**Task goal**
Return, from the data that follows, each line that holds the word "below".

[Source data]
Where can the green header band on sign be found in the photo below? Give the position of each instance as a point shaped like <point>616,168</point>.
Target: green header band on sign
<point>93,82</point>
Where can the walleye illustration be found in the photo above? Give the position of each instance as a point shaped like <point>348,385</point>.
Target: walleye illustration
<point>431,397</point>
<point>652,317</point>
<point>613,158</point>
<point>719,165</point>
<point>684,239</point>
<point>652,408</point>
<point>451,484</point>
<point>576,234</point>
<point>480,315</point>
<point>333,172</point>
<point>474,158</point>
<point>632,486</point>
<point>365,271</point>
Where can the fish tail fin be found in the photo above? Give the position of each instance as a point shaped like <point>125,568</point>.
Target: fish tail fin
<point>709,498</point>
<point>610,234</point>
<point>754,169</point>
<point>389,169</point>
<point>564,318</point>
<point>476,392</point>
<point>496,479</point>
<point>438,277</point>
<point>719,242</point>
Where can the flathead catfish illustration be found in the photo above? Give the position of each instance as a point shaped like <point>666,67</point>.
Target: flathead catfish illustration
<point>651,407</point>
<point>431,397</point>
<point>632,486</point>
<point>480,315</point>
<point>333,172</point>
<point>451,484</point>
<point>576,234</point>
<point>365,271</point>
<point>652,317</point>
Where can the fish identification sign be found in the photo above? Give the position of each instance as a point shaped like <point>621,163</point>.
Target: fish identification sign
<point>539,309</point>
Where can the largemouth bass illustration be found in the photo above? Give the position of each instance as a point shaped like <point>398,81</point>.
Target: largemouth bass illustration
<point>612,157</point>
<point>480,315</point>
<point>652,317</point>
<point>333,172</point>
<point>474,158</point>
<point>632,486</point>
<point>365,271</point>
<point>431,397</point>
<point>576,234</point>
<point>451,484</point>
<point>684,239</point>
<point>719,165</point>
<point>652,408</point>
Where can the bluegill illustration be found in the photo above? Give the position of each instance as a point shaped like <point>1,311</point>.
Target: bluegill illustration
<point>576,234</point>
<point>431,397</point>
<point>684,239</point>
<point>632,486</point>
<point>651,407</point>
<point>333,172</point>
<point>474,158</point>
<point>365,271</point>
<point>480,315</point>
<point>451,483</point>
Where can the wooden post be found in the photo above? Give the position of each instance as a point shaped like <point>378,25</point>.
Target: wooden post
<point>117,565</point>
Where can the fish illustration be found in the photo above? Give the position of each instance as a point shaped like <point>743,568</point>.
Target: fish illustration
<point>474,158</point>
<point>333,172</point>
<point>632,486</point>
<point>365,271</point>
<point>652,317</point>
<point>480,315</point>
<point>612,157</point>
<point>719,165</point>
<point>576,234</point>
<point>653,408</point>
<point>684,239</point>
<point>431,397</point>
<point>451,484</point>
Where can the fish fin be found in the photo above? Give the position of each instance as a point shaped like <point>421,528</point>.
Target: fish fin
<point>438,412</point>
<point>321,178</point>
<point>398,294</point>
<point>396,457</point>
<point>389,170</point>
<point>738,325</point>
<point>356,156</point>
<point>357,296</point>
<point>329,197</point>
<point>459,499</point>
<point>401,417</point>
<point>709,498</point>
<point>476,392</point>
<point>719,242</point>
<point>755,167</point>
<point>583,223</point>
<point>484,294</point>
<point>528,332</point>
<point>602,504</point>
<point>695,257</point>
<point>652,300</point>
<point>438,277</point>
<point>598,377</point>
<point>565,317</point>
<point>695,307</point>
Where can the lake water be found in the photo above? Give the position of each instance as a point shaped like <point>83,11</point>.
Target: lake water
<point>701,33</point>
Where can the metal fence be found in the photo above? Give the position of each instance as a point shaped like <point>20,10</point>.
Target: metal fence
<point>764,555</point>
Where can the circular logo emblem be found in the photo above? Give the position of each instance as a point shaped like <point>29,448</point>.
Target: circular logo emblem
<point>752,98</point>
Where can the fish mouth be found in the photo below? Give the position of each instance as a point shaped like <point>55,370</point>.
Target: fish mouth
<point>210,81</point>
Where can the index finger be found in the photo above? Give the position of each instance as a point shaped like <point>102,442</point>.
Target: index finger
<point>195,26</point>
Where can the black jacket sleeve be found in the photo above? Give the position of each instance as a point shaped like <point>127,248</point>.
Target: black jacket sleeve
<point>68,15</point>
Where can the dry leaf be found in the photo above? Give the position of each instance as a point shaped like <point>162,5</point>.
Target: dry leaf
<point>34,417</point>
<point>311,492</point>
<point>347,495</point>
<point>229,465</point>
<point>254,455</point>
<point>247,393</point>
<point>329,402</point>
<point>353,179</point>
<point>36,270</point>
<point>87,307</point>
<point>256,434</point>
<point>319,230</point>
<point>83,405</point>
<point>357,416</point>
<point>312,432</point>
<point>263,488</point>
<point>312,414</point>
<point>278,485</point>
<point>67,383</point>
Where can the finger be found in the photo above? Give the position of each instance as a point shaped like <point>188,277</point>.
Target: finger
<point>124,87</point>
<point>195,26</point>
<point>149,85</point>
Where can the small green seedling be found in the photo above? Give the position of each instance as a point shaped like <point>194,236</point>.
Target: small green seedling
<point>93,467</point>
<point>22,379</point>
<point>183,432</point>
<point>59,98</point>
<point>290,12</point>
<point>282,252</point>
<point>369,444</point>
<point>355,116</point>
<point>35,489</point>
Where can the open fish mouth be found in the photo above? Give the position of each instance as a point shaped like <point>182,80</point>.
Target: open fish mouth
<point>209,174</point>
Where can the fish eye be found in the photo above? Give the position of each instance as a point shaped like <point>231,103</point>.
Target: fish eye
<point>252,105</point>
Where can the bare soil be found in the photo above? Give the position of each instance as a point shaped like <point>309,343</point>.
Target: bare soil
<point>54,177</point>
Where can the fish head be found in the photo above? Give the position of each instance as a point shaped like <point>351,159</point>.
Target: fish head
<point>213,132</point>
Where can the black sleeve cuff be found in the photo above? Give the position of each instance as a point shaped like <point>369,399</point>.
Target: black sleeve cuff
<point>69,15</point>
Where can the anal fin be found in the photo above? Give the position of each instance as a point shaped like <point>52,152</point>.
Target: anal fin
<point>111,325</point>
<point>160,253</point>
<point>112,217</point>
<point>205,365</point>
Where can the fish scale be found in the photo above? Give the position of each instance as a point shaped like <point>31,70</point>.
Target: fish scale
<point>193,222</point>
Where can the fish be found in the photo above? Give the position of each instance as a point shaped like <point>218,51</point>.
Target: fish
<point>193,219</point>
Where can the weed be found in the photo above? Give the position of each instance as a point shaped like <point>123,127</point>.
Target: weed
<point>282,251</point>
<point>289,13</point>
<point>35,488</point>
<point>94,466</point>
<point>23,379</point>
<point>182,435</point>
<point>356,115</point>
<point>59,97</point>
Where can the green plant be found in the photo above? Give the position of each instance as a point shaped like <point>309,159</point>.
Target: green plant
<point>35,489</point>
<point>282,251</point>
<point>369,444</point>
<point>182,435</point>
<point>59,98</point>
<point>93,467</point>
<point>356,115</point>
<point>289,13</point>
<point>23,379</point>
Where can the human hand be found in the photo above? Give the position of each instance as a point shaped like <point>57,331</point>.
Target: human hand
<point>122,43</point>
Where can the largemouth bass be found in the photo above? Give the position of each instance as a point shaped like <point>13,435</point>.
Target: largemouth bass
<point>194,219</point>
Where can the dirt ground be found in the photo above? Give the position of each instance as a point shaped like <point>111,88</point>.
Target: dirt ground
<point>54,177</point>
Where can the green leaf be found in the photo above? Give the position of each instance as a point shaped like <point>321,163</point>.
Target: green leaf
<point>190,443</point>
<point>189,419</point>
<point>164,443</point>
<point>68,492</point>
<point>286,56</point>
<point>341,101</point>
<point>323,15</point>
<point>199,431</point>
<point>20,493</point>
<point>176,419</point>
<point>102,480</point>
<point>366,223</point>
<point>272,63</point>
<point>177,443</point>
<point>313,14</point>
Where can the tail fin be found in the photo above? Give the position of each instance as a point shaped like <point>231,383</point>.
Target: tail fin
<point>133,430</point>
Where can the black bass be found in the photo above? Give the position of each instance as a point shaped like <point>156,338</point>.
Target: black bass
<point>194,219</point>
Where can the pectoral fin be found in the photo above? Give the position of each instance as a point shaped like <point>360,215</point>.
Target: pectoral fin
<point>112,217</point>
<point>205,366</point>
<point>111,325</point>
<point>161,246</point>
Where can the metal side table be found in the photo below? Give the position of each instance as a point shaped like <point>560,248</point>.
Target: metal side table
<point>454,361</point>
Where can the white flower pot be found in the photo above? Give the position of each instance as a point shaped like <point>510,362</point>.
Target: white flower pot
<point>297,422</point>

**The completed task**
Where can the green header band on sign be found in the photo below? Give the position of each instance as a point shaped like <point>616,168</point>.
Where can the fish mouth be found in the photo below? Give the position of each instance as a point shaped like <point>55,370</point>.
Where can the metal side table be found in the photo below? Give the position of each instance as a point shaped like <point>560,248</point>.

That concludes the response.